• [Instructions for the task]:
Set the listing down unchanged, minus every embedded image.
BEGIN
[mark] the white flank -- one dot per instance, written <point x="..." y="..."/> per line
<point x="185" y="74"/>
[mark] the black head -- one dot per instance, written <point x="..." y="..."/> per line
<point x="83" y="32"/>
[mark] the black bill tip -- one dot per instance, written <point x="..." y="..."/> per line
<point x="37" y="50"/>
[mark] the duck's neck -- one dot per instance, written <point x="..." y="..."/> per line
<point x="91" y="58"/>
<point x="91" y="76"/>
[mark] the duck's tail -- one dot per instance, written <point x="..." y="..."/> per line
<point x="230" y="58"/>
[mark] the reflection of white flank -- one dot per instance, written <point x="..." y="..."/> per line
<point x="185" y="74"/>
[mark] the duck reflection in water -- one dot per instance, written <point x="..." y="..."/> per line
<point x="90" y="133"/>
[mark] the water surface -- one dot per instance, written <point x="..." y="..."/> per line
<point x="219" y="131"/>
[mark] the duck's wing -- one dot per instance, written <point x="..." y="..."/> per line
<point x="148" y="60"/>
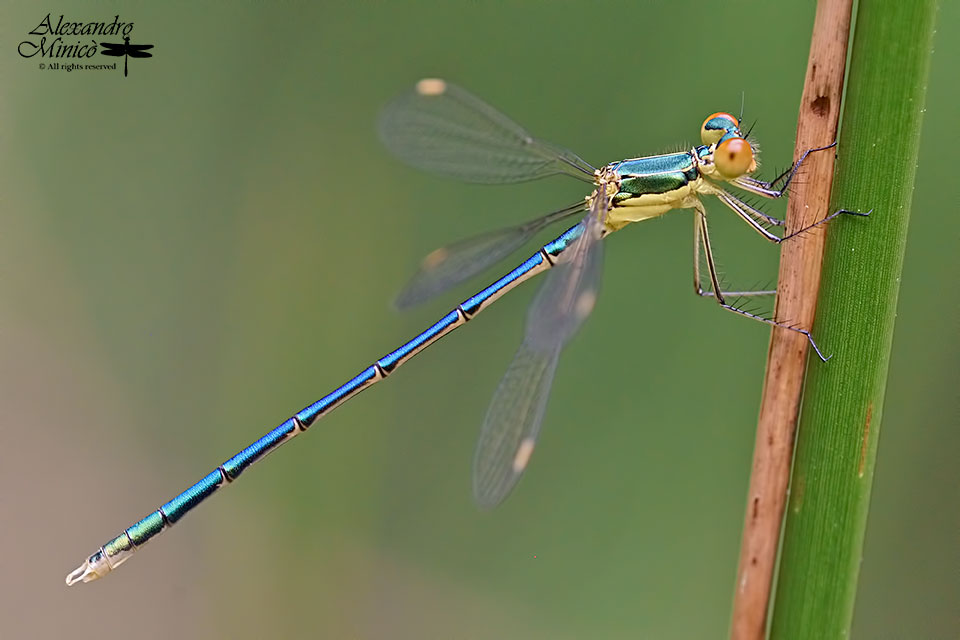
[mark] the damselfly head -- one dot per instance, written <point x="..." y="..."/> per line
<point x="717" y="125"/>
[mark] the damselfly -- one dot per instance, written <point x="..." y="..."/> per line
<point x="442" y="128"/>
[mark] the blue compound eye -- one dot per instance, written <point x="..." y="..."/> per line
<point x="717" y="125"/>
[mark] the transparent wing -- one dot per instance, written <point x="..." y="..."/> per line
<point x="442" y="128"/>
<point x="512" y="424"/>
<point x="450" y="265"/>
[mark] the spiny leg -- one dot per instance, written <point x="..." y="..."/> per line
<point x="697" y="281"/>
<point x="753" y="217"/>
<point x="704" y="235"/>
<point x="771" y="189"/>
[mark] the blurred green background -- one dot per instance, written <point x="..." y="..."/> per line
<point x="192" y="253"/>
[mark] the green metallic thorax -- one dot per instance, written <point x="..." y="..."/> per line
<point x="655" y="174"/>
<point x="651" y="186"/>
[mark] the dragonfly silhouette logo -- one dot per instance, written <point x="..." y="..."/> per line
<point x="60" y="44"/>
<point x="126" y="50"/>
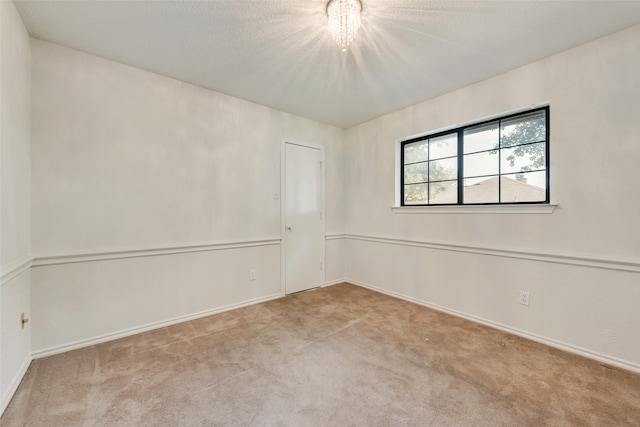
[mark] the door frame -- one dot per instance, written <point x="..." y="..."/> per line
<point x="283" y="208"/>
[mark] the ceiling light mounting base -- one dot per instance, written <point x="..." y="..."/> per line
<point x="344" y="20"/>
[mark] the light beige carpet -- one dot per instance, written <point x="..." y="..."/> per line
<point x="337" y="356"/>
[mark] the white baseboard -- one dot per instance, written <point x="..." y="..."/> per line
<point x="144" y="328"/>
<point x="609" y="360"/>
<point x="15" y="383"/>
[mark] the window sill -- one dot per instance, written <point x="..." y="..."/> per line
<point x="476" y="209"/>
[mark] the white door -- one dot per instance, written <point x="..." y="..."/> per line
<point x="303" y="218"/>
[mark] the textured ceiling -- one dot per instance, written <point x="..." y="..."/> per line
<point x="279" y="53"/>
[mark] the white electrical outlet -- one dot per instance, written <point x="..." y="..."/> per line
<point x="524" y="297"/>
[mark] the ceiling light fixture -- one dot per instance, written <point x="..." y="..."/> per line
<point x="344" y="20"/>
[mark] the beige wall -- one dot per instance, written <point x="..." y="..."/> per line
<point x="126" y="160"/>
<point x="14" y="200"/>
<point x="471" y="263"/>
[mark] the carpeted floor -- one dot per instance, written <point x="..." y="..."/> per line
<point x="337" y="356"/>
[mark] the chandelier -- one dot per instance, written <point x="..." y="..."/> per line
<point x="344" y="20"/>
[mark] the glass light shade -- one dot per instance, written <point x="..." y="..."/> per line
<point x="344" y="20"/>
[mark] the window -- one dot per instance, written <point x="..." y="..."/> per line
<point x="500" y="161"/>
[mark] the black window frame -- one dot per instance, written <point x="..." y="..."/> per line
<point x="460" y="161"/>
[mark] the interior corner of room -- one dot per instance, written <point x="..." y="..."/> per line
<point x="131" y="200"/>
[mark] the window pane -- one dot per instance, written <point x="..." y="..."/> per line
<point x="416" y="194"/>
<point x="445" y="169"/>
<point x="523" y="129"/>
<point x="481" y="190"/>
<point x="443" y="192"/>
<point x="443" y="146"/>
<point x="481" y="164"/>
<point x="523" y="187"/>
<point x="416" y="152"/>
<point x="481" y="138"/>
<point x="523" y="158"/>
<point x="416" y="172"/>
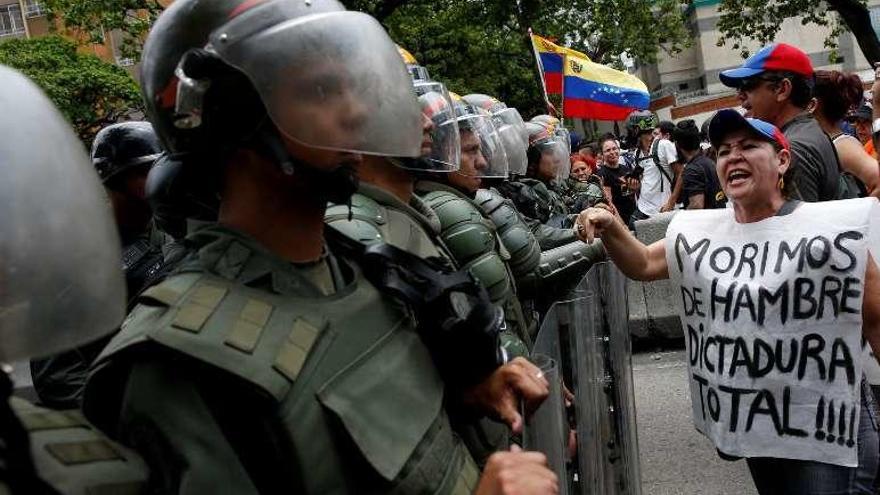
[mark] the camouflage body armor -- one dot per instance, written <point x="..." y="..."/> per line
<point x="379" y="216"/>
<point x="473" y="240"/>
<point x="296" y="378"/>
<point x="74" y="458"/>
<point x="544" y="273"/>
<point x="580" y="195"/>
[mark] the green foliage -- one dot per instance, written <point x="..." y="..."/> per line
<point x="482" y="46"/>
<point x="96" y="18"/>
<point x="91" y="93"/>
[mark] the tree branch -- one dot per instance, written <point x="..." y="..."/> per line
<point x="857" y="19"/>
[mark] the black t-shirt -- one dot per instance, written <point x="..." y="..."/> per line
<point x="625" y="203"/>
<point x="700" y="177"/>
<point x="814" y="174"/>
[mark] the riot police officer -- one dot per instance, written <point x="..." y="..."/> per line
<point x="266" y="362"/>
<point x="60" y="287"/>
<point x="122" y="155"/>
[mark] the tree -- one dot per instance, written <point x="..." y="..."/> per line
<point x="93" y="20"/>
<point x="482" y="46"/>
<point x="760" y="20"/>
<point x="91" y="93"/>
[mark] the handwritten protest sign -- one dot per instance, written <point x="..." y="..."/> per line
<point x="772" y="312"/>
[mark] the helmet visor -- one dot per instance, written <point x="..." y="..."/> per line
<point x="552" y="161"/>
<point x="512" y="117"/>
<point x="482" y="150"/>
<point x="441" y="145"/>
<point x="511" y="137"/>
<point x="333" y="81"/>
<point x="61" y="280"/>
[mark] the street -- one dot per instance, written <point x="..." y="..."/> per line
END
• [Response to the exercise]:
[mark] the white flank -- one dot per instance, written <point x="..." y="..."/> per line
<point x="185" y="74"/>
[mark] the black head -- one dot per instance, written <point x="..." y="..."/> per line
<point x="83" y="32"/>
[mark] the black bill tip -- one dot per instance, written <point x="..." y="..."/> per line
<point x="37" y="50"/>
[mark] the duck's neck -- one dot per instance, written <point x="..." y="..."/> per line
<point x="91" y="58"/>
<point x="91" y="76"/>
[mark] the duck's tail -- one dot per instance, written <point x="..." y="..."/> per line
<point x="230" y="58"/>
[mark] the reflection of white flank -- one dot per instance, written <point x="..." y="..."/> per line
<point x="185" y="74"/>
[mark] the duck reflection in water -- one dot per instance, written <point x="..." y="..."/> per line
<point x="90" y="133"/>
[mark] the water surface -- one dot per instance, written <point x="..." y="..."/> per line
<point x="219" y="131"/>
[mark] the duck's wing -- one dot per instance, written <point x="..." y="..."/> per line
<point x="148" y="60"/>
[mark] the damselfly head -- one dot per instance, written <point x="..." y="..."/> per line
<point x="717" y="125"/>
[mark] the damselfly -- one dot per instance, written <point x="..." y="..."/> per line
<point x="442" y="128"/>
[mark] the blue compound eye -- one dot per instance, written <point x="..." y="..."/> per line
<point x="717" y="125"/>
[mark] the transparent wing -- one dot per instance, written <point x="..." y="..."/> per line
<point x="442" y="128"/>
<point x="512" y="424"/>
<point x="450" y="265"/>
[mark] the spiny leg -- one dot per instance, written <point x="..." y="..."/> per line
<point x="697" y="281"/>
<point x="753" y="217"/>
<point x="704" y="235"/>
<point x="771" y="189"/>
[mark] the blurred green background -- one dot per instance, written <point x="..." y="..."/> per line
<point x="192" y="253"/>
[mark] the green metallic thorax -- one dot per instance, written <point x="..." y="..."/> per line
<point x="655" y="174"/>
<point x="651" y="186"/>
[mark] the dragonfly silhouette logo -- one dot per instance, written <point x="..." y="..."/> per line
<point x="60" y="44"/>
<point x="126" y="50"/>
[mark] the door frame -- one dot per instance, written <point x="..." y="..."/> per line
<point x="283" y="208"/>
[mark] the ceiling light mounting base -- one dot per instance, written <point x="..." y="..."/> per line
<point x="344" y="20"/>
[mark] the light beige carpet -- one dot per instance, written <point x="..." y="..."/> per line
<point x="337" y="356"/>
[mark] the white baseboard -- one dot per instance, written <point x="..." y="..."/> per line
<point x="144" y="328"/>
<point x="609" y="360"/>
<point x="15" y="383"/>
[mark] the window sill -- one dot per instance, written <point x="..." y="..."/> per line
<point x="476" y="209"/>
[mark] the white door -- one dot per instance, written <point x="..." y="..."/> per line
<point x="303" y="218"/>
[mark] the textured ceiling -- one dot per instance, written <point x="..." y="..."/> per line
<point x="279" y="53"/>
[mark] the white electrical outlet -- one dot per instance, written <point x="..." y="..."/> per line
<point x="524" y="297"/>
[mark] the ceiling light fixture -- one dot per instance, written <point x="..." y="..."/> per line
<point x="344" y="20"/>
[mark] the beige wall -- one dot per instance, written <point x="..." y="..."/> per line
<point x="126" y="160"/>
<point x="14" y="200"/>
<point x="471" y="263"/>
[mark] the carpeted floor -- one dot per instance, written <point x="..." y="..."/> per line
<point x="337" y="356"/>
[mark] the chandelier -- one dot per instance, written <point x="..." y="..."/> per line
<point x="344" y="20"/>
[mark] the glass light shade -- one dot per instance, written <point x="..." y="..."/> per line
<point x="344" y="20"/>
[mark] the window -- one dot per instance, written <point x="..." y="..."/> per line
<point x="500" y="161"/>
[mark] the black window frame -- one dot per instance, written <point x="..." y="..."/> per line
<point x="460" y="161"/>
[mark] the interior corner of room -- one dot per instance, written <point x="..." y="..."/> per line
<point x="131" y="200"/>
[mark] the window pane -- one dot per instance, written <point x="..." y="..."/> per line
<point x="416" y="194"/>
<point x="445" y="169"/>
<point x="523" y="129"/>
<point x="481" y="190"/>
<point x="443" y="192"/>
<point x="443" y="146"/>
<point x="481" y="164"/>
<point x="523" y="187"/>
<point x="416" y="152"/>
<point x="481" y="138"/>
<point x="523" y="158"/>
<point x="416" y="172"/>
[mark] the camouflage body armor -- one dot per instance, written <point x="..." y="..."/> per line
<point x="379" y="216"/>
<point x="473" y="240"/>
<point x="296" y="378"/>
<point x="74" y="458"/>
<point x="544" y="273"/>
<point x="580" y="195"/>
[mark] the green foliage -- one dot per instance, written <point x="..." y="..."/> per line
<point x="482" y="46"/>
<point x="96" y="18"/>
<point x="91" y="93"/>
[mark] the tree branch -- one dot per instance, written <point x="..." y="..."/> per line
<point x="857" y="19"/>
[mark] the black t-shirt -- one dot per instance, written <point x="..." y="..."/> per line
<point x="625" y="203"/>
<point x="700" y="177"/>
<point x="814" y="174"/>
[mark] the riot police officer -- one dot per instance, written <point x="..." y="..."/> per line
<point x="266" y="362"/>
<point x="60" y="287"/>
<point x="122" y="155"/>
[mark] the tree -- one dot per instance, written <point x="..." y="..."/> per line
<point x="93" y="20"/>
<point x="482" y="46"/>
<point x="760" y="20"/>
<point x="91" y="93"/>
[mark] the handwritten protest sign -- one dot per instance, written <point x="..." y="..."/> per line
<point x="772" y="312"/>
[mark] the helmet visor -- one dot per instance, written <point x="..." y="..."/> per line
<point x="552" y="161"/>
<point x="512" y="117"/>
<point x="482" y="150"/>
<point x="441" y="145"/>
<point x="511" y="137"/>
<point x="333" y="81"/>
<point x="61" y="280"/>
[mark] the street -- one dot per instance, written <point x="..." y="..."/> per line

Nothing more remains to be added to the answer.